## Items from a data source
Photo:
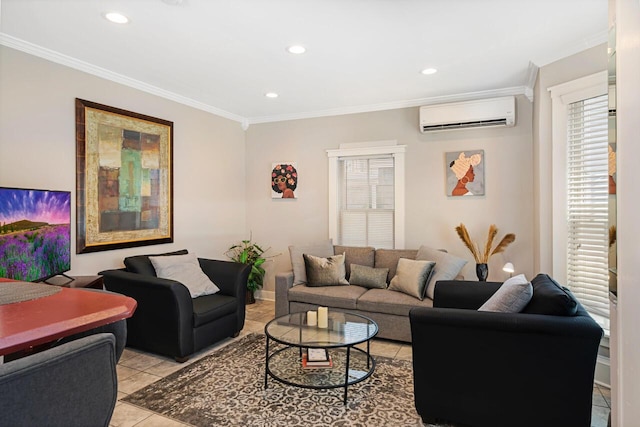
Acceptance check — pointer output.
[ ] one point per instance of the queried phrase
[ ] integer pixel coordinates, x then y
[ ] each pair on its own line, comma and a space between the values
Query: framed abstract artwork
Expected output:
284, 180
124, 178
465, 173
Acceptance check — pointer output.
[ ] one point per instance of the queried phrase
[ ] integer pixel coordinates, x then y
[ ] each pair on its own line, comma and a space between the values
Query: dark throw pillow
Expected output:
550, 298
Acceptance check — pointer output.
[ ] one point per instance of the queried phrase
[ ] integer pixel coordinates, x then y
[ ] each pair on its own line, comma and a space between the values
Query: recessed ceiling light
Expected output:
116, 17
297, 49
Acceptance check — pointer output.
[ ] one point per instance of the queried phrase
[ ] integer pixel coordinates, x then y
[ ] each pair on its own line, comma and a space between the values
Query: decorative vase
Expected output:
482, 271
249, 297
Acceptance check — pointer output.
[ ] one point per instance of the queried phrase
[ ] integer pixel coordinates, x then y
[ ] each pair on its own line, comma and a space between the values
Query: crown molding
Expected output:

## Task prompt
Please copy out these records word for word, leaving out the pictures.

## Answer to the exercise
Photo:
Acceptance check — pointer output.
[ ] one point per instance of the queried phrase
[ ] integer pixel coordinates, x then y
[ ] each pair on its own line, comma and a space between the values
Query: framed abstract artwork
Expected output:
284, 180
124, 178
465, 173
Acceptance check — pointer output.
[ ] one point per instance of the queried phrase
[ ] integer pixel coordinates, x then y
[ ] each pair on its own line, comma and a space between the values
Query: dark throw pillow
Expected output:
550, 298
Acceptance check — pointer output.
[ ] one point per instance of the queried phrase
[ ] integer pixel coordinates, x then y
[ ] each pair on its own line, comma and a space between the values
Query: recessed ceiling light
Expected output:
116, 17
297, 49
Acceptance check — pointer output.
[ ] one point per instance of the queried phrase
[ ] integer pixel coordinates, x then y
[ ] each pair on its own line, comma and a space between the values
Query: decorative vase
Expected output:
482, 271
249, 297
Acceptance check — pointer output.
[ ] one point per instance of the queried phrase
[ ] integer pixel coordinates, x then y
[ ] each pair on its own line, comma and a space between the values
Query: crown molding
Expected output:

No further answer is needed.